Selected excerpt =>
↓↓↓

The major driver of influenza evolution is HOMOLOGOUS recombination, which involves using stretches of sequence identity to copy part of one gene and then switch to another.
Homologous recombination happens when the polymerase is using one gene as a template. The newly created RNA the hops off the template 1 and lands on template 2 (the gene from the other virus in a dual infection).
Because the region (i.e the last 10 nucleotides) that was just copied is the same sequence on the second template, the newly created RNA finds the right place to bind to template 2 and then the polykmerase starts copying the gene again. However, now the new sequence is directed by template 2 so the new RNA has some genetic information from temoplate 1 and some from template 2. The new RNA is a recombinant.
This type of dual infectoion and jumping happens most often between the same serotype, because the two copies have a lot of identity so it is easy for the new RNA to find the correct spot on template 2. If template 2 was grossly different than 1, the new RNA would just find copies of template 1 and the new gene would be a copy of 1 and not have 2.

↑↑↑

Information supplied =>
↓↓↓

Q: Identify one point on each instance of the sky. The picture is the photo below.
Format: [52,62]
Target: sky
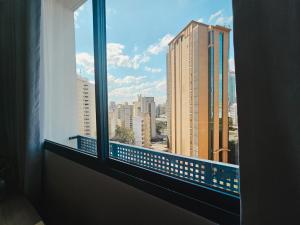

↑↑↑

What needs to be done =>
Copy out the passage on influenza recombination above, beginning at the words "Because the region" and stopping after "not have 2.".

Finished task =>
Because the region (i.e the last 10 nucleotides) that was just copied is the same sequence on the second template, the newly created RNA finds the right place to bind to template 2 and then the polykmerase starts copying the gene again. However, now the new sequence is directed by template 2 so the new RNA has some genetic information from temoplate 1 and some from template 2. The new RNA is a recombinant.
This type of dual infectoion and jumping happens most often between the same serotype, because the two copies have a lot of identity so it is easy for the new RNA to find the correct spot on template 2. If template 2 was grossly different than 1, the new RNA would just find copies of template 1 and the new gene would be a copy of 1 and not have 2.